[Pointing and labeling entries]

== == ==

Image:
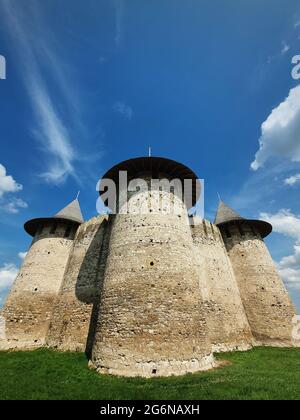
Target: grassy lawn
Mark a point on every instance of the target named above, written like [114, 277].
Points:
[262, 373]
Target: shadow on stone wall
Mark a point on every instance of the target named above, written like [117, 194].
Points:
[90, 279]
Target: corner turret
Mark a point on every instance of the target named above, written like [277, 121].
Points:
[267, 304]
[29, 306]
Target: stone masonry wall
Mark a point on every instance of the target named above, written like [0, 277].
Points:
[228, 325]
[266, 301]
[29, 306]
[151, 318]
[72, 322]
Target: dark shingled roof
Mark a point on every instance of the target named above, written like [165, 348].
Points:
[155, 166]
[226, 215]
[70, 213]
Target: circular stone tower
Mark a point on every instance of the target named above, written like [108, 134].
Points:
[267, 304]
[28, 309]
[151, 318]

== == ==

__Set task__. Everything from the line containing "Target: shadow on stone wall" to the end of the data above should be quoted exactly, please, both ends included, and nothing outside that span.

__Complete response__.
Target: shadow on stone wall
Mark a point on every instance of the target named above, written like [117, 194].
Points:
[90, 279]
Target: corner turret
Mark a point on every instance of the target named above, written like [277, 121].
Points:
[267, 304]
[29, 306]
Target: stone masonry wall
Mark a point on every instance of the target named above, written like [0, 277].
Points:
[228, 325]
[266, 301]
[29, 306]
[151, 318]
[72, 322]
Target: dark shingled roof
Mark a point on every instance of the target named above, written like [165, 348].
Points:
[155, 166]
[226, 215]
[70, 213]
Target: circular stone tower
Mark a point on every instance of the target named above, written like [108, 134].
Points:
[267, 304]
[28, 309]
[151, 318]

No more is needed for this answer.